** start EXCERPT TO READ **
The fundamentals of strategic pricing: Q&A with pricing expert Ed Kless

Published · 4 min read

Pricing for profit is vitally important for the health and success of your business. When you set your prices correctly, you have a big advantage over your competitors. When you set your prices incorrectly, it can be very hard to recover.

How, then, do you set your prices correctly? We asked Ed Kless, senior director of partner development and strategy for Sage Business Solutions in North America, this and other important questions about pricing.

Keep reading for an introduction to effective pricing and tips for avoiding costly pricing mistakes. For an in-depth session on how and why to create a pricing strategy, follow Ed on Twitter during his session at Accountex 2017, September 6th-8th.

Q: Why is it that setting your prices correctly is so crucial to a business’ success?

Ed Kless: It’s fascinating to me that, by and large, most people just don’t realize the impact pricing has on their business. They don’t know that pricing is the top driver of profitability for almost every kind of business, including small businesses. Study after study by many different consultancies has shown this to be the case.

To take just two examples, research by McKinsey and A. T. Kearney shows that a 1% increase in price can yield an increase in profits of 7% to 11%. Those same studies show that a 1% reduction in fixed costs improves profitability by only 1.5% to 2.7%, and that a 1% improvement in revenue raises profitability by only 2.5% to 3.7%.

Q: What are the biggest mistakes to avoid when setting prices?

EK: I think the biggest mistake I see businesses make is setting prices too low, and then having to raise their prices after they’ve been in business a while. Another big mistake is offering one and only one price. Businesses that are effective at pricing, always and everywhere, give choices in their prices. So, for example, at Starbucks, you have multiple size options—tall, grande, and venti. FedEx and UPS offer a variety of options, like standard overnight, priority overnight, two-day delivery, and so on.

Businesses ought to give customers price options because there’s a range of acceptable prices a customer is willing to pay based on the value the customer perceives in what they’re purchasing. When a business offers only one choice, it’s hard for the customer to establish a context around the price; multiple price options based on what’s being sold help the customer establish that context and choose the product or level of service they desire.

Q: What is the difference between cost-based pricing and value-based pricing?

EK: This is one of my favorite topics, because it’s so misunderstood. I’ve found that most people think price should be based primarily on cost. Often, they think only about cost when setting price. But in the vast majority of cases, cost should not be the number-one driver of cost!
** end EXCERPT TO READ **
** start GIVEN MATERIAL **
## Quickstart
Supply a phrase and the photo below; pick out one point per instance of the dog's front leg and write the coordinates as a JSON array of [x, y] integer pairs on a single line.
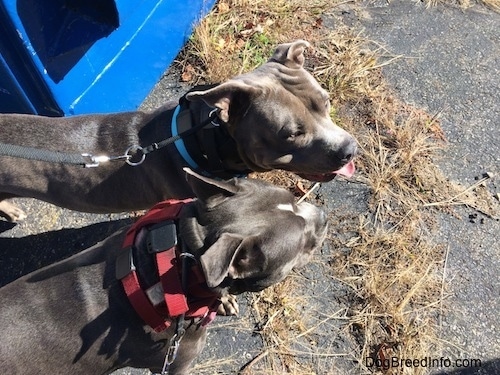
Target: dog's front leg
[[9, 210]]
** end GIVEN MATERIAL **
Reproduce word for word the passage of the pricing interview above between "Pricing for profit" and "questions about pricing.", inclusive.

Pricing for profit is vitally important for the health and success of your business. When you set your prices correctly, you have a big advantage over your competitors. When you set your prices incorrectly, it can be very hard to recover.

How, then, do you set your prices correctly? We asked Ed Kless, senior director of partner development and strategy for Sage Business Solutions in North America, this and other important questions about pricing.